### The task:
Write out every entry exactly; the pictures do not belong in the copy.

-- Exercise data follows --

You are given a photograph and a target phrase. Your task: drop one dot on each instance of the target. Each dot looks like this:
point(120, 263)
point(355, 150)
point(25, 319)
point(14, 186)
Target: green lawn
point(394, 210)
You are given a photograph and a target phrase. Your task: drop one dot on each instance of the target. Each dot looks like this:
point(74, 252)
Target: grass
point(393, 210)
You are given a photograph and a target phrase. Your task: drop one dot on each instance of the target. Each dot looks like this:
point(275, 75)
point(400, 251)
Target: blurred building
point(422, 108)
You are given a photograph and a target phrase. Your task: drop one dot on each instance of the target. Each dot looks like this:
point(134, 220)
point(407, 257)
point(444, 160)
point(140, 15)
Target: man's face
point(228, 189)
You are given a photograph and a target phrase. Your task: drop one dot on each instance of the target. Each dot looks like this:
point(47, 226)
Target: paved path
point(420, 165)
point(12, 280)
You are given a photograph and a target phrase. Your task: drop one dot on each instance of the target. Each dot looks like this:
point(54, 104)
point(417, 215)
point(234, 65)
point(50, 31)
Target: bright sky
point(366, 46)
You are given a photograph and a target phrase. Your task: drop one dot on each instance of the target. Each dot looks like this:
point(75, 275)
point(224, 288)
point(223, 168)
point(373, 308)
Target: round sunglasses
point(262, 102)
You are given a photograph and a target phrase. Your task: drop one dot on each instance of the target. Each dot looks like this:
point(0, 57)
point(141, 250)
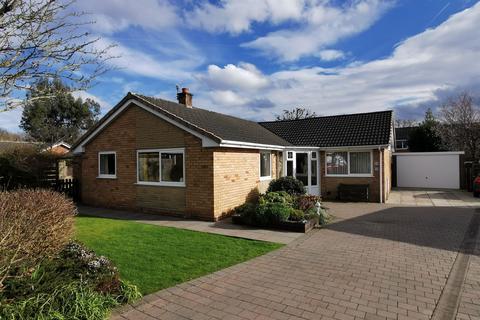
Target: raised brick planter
point(294, 226)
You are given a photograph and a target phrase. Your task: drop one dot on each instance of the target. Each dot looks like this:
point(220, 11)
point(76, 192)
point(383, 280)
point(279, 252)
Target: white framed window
point(265, 165)
point(107, 165)
point(313, 169)
point(161, 167)
point(349, 163)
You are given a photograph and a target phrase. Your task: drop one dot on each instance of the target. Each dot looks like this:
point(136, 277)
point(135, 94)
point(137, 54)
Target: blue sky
point(253, 58)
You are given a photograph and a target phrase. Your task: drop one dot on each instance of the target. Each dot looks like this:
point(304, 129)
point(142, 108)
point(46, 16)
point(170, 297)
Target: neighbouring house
point(153, 155)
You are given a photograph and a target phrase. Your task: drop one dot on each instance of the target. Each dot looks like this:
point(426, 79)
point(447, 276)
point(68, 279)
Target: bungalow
point(153, 155)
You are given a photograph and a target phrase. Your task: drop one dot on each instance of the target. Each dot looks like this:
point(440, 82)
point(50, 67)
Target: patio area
point(432, 198)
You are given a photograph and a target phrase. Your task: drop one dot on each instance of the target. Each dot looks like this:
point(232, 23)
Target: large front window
point(161, 167)
point(349, 163)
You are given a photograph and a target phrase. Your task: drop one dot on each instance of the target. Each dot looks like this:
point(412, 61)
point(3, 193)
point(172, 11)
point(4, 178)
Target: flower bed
point(45, 276)
point(285, 206)
point(294, 226)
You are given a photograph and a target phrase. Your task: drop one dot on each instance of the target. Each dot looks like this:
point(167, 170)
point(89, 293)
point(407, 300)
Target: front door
point(303, 165)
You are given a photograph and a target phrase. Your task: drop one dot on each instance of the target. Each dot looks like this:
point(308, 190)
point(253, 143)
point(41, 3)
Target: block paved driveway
point(375, 262)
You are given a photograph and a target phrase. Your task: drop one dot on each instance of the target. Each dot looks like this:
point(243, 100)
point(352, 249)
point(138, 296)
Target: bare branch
point(46, 39)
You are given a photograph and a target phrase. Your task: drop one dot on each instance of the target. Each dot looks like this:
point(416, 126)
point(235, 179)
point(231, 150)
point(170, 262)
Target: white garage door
point(428, 170)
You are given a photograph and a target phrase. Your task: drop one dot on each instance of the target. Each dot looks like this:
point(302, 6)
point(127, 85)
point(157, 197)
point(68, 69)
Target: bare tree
point(6, 135)
point(295, 114)
point(460, 127)
point(46, 39)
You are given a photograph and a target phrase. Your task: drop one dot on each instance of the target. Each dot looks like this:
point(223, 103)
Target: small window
point(360, 163)
point(172, 167)
point(148, 167)
point(265, 165)
point(349, 163)
point(337, 163)
point(107, 163)
point(161, 167)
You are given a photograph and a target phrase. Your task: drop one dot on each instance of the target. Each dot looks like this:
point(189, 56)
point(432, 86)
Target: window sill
point(161, 184)
point(349, 176)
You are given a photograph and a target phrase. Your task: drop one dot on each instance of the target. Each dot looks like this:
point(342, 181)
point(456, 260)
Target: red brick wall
point(330, 184)
point(237, 177)
point(138, 129)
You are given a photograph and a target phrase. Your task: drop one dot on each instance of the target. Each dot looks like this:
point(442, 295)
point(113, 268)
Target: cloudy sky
point(253, 58)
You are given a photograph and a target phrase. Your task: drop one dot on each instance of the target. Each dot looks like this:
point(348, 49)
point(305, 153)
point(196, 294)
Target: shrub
point(306, 202)
point(287, 184)
point(296, 215)
point(276, 197)
point(272, 213)
point(76, 284)
point(24, 167)
point(34, 224)
point(70, 301)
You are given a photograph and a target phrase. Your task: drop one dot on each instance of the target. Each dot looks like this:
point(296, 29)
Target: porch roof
point(361, 129)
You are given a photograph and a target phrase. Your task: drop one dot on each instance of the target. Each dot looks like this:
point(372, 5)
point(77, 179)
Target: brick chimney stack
point(185, 98)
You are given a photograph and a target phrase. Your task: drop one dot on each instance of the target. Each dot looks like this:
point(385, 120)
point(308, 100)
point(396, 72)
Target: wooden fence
point(70, 187)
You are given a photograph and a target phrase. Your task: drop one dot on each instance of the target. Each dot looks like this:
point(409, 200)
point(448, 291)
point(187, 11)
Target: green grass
point(154, 257)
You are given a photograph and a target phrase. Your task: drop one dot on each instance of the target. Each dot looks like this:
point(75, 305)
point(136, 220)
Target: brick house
point(153, 155)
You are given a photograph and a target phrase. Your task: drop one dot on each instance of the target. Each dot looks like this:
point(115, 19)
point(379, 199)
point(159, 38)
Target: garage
point(436, 170)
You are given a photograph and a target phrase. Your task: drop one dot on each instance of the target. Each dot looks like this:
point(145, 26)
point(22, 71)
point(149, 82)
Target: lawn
point(154, 257)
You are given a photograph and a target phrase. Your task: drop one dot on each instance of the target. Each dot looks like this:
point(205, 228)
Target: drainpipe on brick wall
point(381, 173)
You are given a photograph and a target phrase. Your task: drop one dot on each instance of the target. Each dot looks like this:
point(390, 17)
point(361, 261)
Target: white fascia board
point(302, 148)
point(437, 153)
point(206, 142)
point(249, 145)
point(347, 148)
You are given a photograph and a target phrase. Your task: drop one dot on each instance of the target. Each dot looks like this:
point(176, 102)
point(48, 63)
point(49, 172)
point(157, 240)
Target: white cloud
point(236, 16)
point(331, 55)
point(116, 15)
point(324, 25)
point(10, 120)
point(155, 62)
point(245, 76)
point(227, 98)
point(444, 58)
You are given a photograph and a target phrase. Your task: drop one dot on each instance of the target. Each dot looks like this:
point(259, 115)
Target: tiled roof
point(220, 125)
point(214, 125)
point(345, 130)
point(360, 129)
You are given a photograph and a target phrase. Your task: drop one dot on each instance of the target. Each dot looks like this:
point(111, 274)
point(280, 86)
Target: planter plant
point(286, 208)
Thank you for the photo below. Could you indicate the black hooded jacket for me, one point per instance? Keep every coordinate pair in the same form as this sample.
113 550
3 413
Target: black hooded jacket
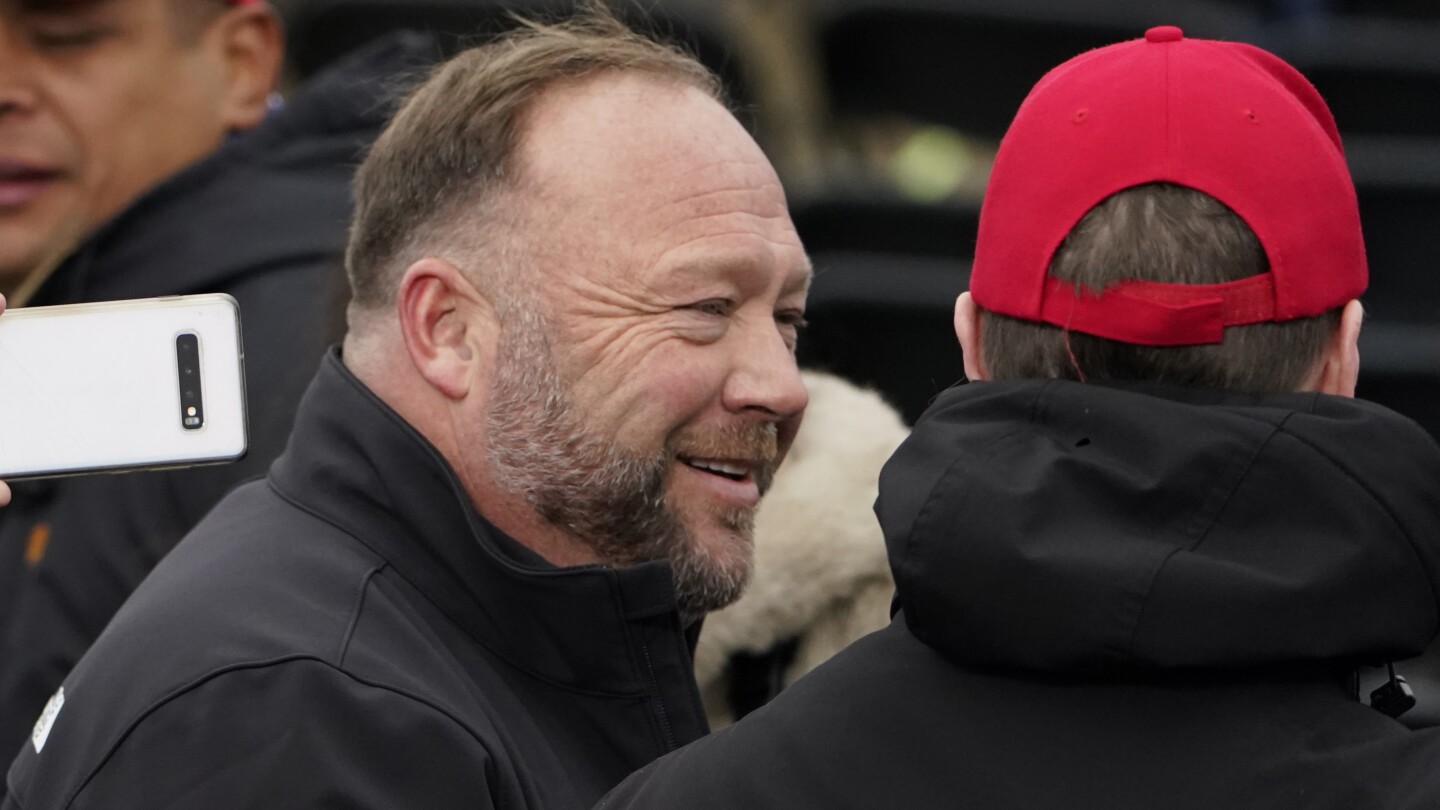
262 219
352 633
1116 597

-- Exercise data concluded --

### Reply to the exercise:
You are given a photograph and a target phrase. Your task: drop one dot on each instance of the target. Each dot looks like this:
point(120, 263)
point(355, 150)
point(25, 319)
point(14, 186)
Target: green lawn
point(394, 210)
You are given a photograph and a target phrase. Your task: drop one dot on each instance of the target. Each dot looks like this:
point(74, 252)
Target: grass
point(393, 210)
You are given a photograph and a target phrase. Your task: drop one dot on each instance of the target. Each dot looks like this:
point(275, 75)
point(400, 251)
Target: blurred building
point(422, 108)
You are given a photograph and a target phrase. Your task: drop one dot on each instance of the target. Each dot looks like this:
point(134, 220)
point(407, 257)
point(444, 160)
point(140, 15)
Target: man's face
point(228, 189)
You are given a photograph and a target phrase. Your task: drop one dot on each instance of the target. Each dot looks like this:
point(47, 226)
Target: paved path
point(420, 165)
point(12, 280)
You are given a photograph and a target phrase. Your task: drop one dot on each instance of the target. Each dot looks like this:
point(54, 104)
point(417, 215)
point(234, 65)
point(50, 31)
Target: bright sky
point(366, 46)
You are given a photograph and a target phrase. Your task: drop one dot on each instance of the target. Each dot looks like this:
point(75, 275)
point(224, 288)
point(223, 168)
point(373, 308)
Target: round sunglasses
point(262, 102)
You are given a photograph and a target phrase. Your task: drop one dot on each instance of the target. Each dot looks like this:
point(0, 57)
point(141, 250)
Target: raised brick planter
point(294, 226)
You are given a photograph and a target phrase. Your task: drop one dot on each instance of the target. Each dot looks like this:
point(220, 11)
point(76, 192)
point(383, 280)
point(279, 252)
Target: white framed window
point(265, 165)
point(107, 165)
point(313, 169)
point(161, 167)
point(349, 163)
You are given a photograph and a target phrase. Your task: drop one dot on each instance of the target. Each dot looks like this:
point(136, 277)
point(135, 94)
point(137, 54)
Target: blue sky
point(253, 58)
You are given a photograph and a target phrase. Your task: drop one dot on each instance of the target. Each dot looks like this:
point(304, 129)
point(142, 108)
point(46, 16)
point(170, 297)
Target: neighbouring house
point(153, 155)
You are given a photograph and a target phrase. Your task: drop one dot on each instance of the target. Each dot looks like this:
point(426, 79)
point(447, 276)
point(68, 279)
Target: bungalow
point(153, 155)
You are given a photograph and a target phrase. Your task: drop one dot on each instance of the target. Each dot looks like this:
point(440, 82)
point(50, 67)
Target: patio area
point(432, 198)
You are given a photograph and a target phrase. Your task: drop one dot on each instance of the target. Each dot looks like this:
point(232, 23)
Target: large front window
point(161, 167)
point(349, 163)
You are given a photograph and a target phrase. Your task: drop one dot on each instance of the target. Each dot looks like this:
point(412, 61)
point(3, 193)
point(172, 11)
point(4, 178)
Target: flower bed
point(45, 276)
point(285, 206)
point(294, 226)
You are given a photograph and a target phrase. Your task: drop one dot on each instance of the target. Each dot looks like this:
point(167, 170)
point(89, 293)
point(407, 300)
Target: front door
point(303, 165)
You are given a photograph and a target phrase. Your task: drop one dot on each instance of the target. Each dot looks like this:
point(308, 190)
point(253, 143)
point(41, 3)
Target: block paved driveway
point(375, 262)
You are given a photograph and a target phrase. Your task: drop one dot on each instance of the target. Each dot looks like this:
point(243, 100)
point(352, 249)
point(138, 296)
Target: bare branch
point(46, 39)
You are given a photograph and a target phrase. Your task: drop one dot on each instance of the target. Each dot looks like this:
point(416, 126)
point(235, 179)
point(231, 150)
point(170, 262)
Target: white garage door
point(428, 170)
You are given a photograph and a target phrase. Your task: drop one dot on each instance of the target. Each dot looks like this:
point(302, 6)
point(127, 85)
point(157, 197)
point(68, 69)
Target: bare tree
point(6, 135)
point(295, 114)
point(460, 127)
point(46, 39)
You are given a photograph and a target phrase. Your task: drop one dot on each instance of the target. Each dot looks like this:
point(223, 103)
Target: small window
point(360, 163)
point(172, 167)
point(148, 167)
point(265, 165)
point(349, 163)
point(337, 163)
point(107, 163)
point(161, 167)
You are given a photograph and a target phrase. Your task: drop one dot on each instance of the target. Each dot looks like this:
point(189, 56)
point(432, 86)
Target: window sill
point(161, 184)
point(349, 176)
You are given a photograph and a target phrase. Your task: drop one dot on each instance of the target. Each dot looks like this:
point(342, 181)
point(456, 260)
Target: red brick wall
point(330, 184)
point(237, 177)
point(138, 129)
You are given a photograph and a target phrase. Your task: drop one dot on each instance of the target. Each dot looks like this:
point(442, 295)
point(113, 268)
Target: cloudy sky
point(253, 58)
You are given a photograph and a target phrase. Your task: drop one dot on each instance of the target. Each dot looks like this:
point(348, 49)
point(305, 153)
point(196, 294)
Target: shrub
point(306, 202)
point(287, 184)
point(296, 215)
point(276, 197)
point(272, 213)
point(76, 284)
point(24, 167)
point(34, 224)
point(70, 301)
You are given a photograph and a target phrase. Your task: drop one dot on each instance of the target. Each dot looks like this:
point(296, 29)
Target: porch roof
point(361, 129)
You are given a photograph and a target phrase. Your task: drop one dot on each instance of the target. Each dot looks like this:
point(372, 5)
point(77, 179)
Target: brick chimney stack
point(185, 98)
You are given a photograph and a target phrase. Your task: drop one dot on each instance of the target. Each dot looks like this:
point(385, 120)
point(308, 100)
point(396, 72)
Target: wooden fence
point(70, 187)
You are given a photograph and a target phrase. Your task: drop one dot on each instance of the target. Each dot looks like this:
point(409, 200)
point(448, 291)
point(187, 11)
Target: green grass
point(154, 257)
You are given a photograph and a target phrase. Your task: drop one dot on each instance of the target. Each dot looks like this:
point(75, 305)
point(136, 220)
Target: brick house
point(153, 155)
You are given a photograph and a target phrase. Your task: drop one dot on each instance of the target. Each dot looks like this:
point(115, 19)
point(379, 199)
point(159, 38)
Target: garage
point(436, 170)
You are given a photograph and a target phrase. Your task: drop one dot on each instance of the target. Each dot looks like this:
point(145, 26)
point(22, 71)
point(149, 82)
Target: lawn
point(154, 257)
You are given a photograph and a target phrase. Your task: drop one dot on each instance of the target. Each dot looks like this:
point(205, 228)
Target: drainpipe on brick wall
point(381, 173)
You are given a photograph and a target phrase. Your task: drop one dot on each instance of the target. Each dot looks like this:
point(390, 17)
point(361, 261)
Target: white fascia board
point(302, 148)
point(437, 153)
point(206, 142)
point(249, 145)
point(347, 148)
You are given a photograph and a target phrase. Your task: drop one dot on each instance of the target. Each dot looks like this:
point(176, 102)
point(48, 63)
point(49, 172)
point(157, 240)
Target: white cloud
point(236, 16)
point(331, 55)
point(116, 15)
point(324, 25)
point(10, 120)
point(155, 62)
point(245, 76)
point(227, 98)
point(444, 58)
You are given a photograph and a target phrase. Your task: drop one dot on each instance of the target. Each dot looks like this:
point(259, 115)
Target: tiled roof
point(220, 125)
point(214, 125)
point(345, 130)
point(360, 129)
You are given a photograph and a target phrase. Your task: drop one dot on each instance of the target. Each dot looks like this:
point(111, 274)
point(280, 86)
Target: planter plant
point(286, 208)
Thank you for the photo below. Could you indicate the black hooded jacket for me, one point per instance? Keep every coordinate pair in the same form as this sample.
113 550
3 413
Target: black hooded jacket
262 219
352 633
1116 597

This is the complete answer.